Data listing:

————————

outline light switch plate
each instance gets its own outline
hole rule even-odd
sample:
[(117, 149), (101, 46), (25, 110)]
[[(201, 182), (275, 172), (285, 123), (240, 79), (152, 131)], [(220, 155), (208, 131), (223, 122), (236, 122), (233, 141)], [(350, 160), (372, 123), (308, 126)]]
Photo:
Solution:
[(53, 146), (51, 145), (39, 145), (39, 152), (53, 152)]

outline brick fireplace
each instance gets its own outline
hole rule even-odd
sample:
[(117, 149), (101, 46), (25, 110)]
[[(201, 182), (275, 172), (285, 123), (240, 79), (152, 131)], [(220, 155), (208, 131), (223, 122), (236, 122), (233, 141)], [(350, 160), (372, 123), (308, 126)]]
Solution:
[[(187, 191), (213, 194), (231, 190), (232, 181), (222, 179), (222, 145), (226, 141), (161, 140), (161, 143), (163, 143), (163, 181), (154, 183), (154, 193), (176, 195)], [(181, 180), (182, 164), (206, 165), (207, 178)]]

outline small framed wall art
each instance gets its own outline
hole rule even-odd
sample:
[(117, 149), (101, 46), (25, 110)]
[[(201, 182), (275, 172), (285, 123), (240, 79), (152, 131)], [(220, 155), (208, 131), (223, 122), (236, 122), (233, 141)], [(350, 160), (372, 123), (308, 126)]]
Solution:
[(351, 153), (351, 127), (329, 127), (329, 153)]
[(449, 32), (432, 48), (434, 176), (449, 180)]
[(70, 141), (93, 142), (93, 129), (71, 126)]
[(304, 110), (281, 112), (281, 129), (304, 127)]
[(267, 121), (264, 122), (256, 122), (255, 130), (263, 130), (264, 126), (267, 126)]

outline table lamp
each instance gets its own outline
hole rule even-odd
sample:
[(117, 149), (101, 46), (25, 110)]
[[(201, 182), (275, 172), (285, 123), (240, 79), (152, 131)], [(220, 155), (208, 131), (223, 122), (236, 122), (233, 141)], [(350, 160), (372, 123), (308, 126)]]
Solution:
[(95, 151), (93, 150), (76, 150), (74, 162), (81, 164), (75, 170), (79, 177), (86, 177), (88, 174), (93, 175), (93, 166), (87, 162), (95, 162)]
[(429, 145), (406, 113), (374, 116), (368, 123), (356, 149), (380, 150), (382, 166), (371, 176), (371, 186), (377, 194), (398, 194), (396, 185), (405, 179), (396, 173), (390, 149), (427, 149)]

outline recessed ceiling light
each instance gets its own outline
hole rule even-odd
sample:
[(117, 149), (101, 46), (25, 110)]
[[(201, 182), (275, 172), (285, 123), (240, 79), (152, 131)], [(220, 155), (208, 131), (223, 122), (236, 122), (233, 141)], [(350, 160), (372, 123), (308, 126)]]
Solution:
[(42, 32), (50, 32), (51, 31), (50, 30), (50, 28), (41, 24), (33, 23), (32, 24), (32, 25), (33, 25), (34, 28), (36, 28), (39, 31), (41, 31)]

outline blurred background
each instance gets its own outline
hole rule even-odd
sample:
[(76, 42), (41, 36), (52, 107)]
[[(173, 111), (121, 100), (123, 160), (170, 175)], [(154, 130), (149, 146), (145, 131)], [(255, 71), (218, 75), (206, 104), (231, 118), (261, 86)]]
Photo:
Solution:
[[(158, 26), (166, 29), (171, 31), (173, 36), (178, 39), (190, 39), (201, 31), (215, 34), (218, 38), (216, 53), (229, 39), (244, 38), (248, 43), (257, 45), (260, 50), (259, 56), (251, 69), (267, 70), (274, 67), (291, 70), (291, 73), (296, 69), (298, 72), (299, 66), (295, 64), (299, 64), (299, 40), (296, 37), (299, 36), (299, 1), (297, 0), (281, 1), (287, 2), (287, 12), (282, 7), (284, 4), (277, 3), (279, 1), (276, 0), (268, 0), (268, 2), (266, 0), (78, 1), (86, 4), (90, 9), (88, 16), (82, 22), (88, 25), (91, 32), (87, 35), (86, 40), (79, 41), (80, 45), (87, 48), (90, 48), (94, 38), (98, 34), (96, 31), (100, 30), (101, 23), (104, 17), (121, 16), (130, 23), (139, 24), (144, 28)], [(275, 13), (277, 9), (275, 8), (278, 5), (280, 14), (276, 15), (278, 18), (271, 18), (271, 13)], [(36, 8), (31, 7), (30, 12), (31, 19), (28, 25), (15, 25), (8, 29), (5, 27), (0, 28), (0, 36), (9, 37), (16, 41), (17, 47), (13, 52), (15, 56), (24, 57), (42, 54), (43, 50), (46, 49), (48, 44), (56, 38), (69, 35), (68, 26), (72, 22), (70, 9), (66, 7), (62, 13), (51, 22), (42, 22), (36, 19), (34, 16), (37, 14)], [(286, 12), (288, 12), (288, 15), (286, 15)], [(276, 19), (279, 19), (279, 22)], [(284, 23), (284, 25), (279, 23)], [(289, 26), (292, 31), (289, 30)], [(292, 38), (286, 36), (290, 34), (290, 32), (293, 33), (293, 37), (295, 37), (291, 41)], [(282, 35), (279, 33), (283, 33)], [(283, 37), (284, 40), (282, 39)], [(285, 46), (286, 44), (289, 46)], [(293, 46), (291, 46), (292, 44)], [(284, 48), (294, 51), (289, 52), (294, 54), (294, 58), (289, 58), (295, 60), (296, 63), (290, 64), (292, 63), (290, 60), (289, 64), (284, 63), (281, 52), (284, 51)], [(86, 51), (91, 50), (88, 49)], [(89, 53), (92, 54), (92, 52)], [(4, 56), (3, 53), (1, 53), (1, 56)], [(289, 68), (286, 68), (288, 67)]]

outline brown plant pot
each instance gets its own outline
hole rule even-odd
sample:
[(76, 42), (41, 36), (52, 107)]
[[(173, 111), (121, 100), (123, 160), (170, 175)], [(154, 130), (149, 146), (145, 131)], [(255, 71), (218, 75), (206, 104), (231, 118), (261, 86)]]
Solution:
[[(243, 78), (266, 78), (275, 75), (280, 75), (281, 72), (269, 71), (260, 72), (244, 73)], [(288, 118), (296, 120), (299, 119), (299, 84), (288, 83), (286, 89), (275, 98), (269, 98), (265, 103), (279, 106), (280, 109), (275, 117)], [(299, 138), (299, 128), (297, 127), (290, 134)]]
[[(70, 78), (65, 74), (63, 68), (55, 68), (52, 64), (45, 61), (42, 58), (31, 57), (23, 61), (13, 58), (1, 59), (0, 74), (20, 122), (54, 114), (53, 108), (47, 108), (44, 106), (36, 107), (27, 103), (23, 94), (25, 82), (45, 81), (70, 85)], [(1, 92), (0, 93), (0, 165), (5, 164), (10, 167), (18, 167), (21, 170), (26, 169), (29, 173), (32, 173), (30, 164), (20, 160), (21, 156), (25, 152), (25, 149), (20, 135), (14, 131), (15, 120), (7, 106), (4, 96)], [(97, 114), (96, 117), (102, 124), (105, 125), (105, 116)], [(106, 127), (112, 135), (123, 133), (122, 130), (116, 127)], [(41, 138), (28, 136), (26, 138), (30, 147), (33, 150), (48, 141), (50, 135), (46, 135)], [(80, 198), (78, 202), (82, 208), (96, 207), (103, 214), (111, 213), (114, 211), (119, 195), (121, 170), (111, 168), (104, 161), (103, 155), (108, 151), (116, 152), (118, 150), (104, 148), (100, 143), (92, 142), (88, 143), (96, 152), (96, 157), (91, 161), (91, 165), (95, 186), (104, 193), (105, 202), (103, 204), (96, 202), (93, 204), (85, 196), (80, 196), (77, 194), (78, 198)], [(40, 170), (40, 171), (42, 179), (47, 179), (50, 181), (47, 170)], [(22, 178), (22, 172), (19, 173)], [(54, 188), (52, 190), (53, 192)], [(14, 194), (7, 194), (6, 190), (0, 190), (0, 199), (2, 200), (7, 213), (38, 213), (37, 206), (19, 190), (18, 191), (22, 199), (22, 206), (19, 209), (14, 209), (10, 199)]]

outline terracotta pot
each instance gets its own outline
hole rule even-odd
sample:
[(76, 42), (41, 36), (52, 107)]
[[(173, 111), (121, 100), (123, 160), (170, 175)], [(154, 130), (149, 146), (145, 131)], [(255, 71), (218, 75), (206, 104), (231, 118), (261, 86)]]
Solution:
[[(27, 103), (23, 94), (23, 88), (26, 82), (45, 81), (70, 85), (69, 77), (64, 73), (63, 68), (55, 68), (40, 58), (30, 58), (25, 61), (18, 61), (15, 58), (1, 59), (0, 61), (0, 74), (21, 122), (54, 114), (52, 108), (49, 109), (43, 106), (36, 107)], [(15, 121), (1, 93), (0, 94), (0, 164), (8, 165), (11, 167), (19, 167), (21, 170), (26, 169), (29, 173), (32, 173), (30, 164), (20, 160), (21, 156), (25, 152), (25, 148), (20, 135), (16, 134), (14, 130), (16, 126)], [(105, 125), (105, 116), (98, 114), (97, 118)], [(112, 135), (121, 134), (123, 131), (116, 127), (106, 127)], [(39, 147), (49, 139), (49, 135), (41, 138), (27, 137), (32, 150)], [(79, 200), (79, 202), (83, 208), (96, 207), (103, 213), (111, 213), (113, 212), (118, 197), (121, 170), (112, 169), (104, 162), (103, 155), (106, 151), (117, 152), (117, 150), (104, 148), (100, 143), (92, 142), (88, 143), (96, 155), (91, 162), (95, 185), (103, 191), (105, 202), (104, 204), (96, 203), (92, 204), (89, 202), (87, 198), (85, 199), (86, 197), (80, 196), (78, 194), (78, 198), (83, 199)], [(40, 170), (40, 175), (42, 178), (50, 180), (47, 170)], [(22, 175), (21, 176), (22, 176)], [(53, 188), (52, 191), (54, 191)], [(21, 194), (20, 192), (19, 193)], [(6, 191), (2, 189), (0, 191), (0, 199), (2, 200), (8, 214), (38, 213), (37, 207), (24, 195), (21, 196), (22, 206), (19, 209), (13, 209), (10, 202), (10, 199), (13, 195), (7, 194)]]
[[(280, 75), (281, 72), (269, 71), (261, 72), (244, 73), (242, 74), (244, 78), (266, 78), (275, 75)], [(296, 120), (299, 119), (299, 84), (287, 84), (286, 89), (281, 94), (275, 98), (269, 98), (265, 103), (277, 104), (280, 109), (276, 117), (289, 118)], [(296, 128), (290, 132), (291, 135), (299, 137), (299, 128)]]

————————

Short task:
Starting from the first line of the entries and going through the line that contains "[(53, 146), (51, 145), (39, 145), (39, 152), (53, 152)]", format each line as an item in a numbered list, leaving out any blank lines.

Output for this task:
1. outline light switch plate
2. each instance gets its own outline
3. hole rule even-odd
4. sample:
5. [(117, 149), (101, 46), (25, 110)]
6. [[(201, 182), (275, 172), (285, 123), (240, 79), (152, 131)], [(220, 155), (208, 131), (223, 122), (236, 122), (233, 141)], [(350, 160), (372, 123), (308, 126)]]
7. Photo:
8. Solution:
9. [(53, 146), (51, 145), (39, 145), (39, 152), (53, 152)]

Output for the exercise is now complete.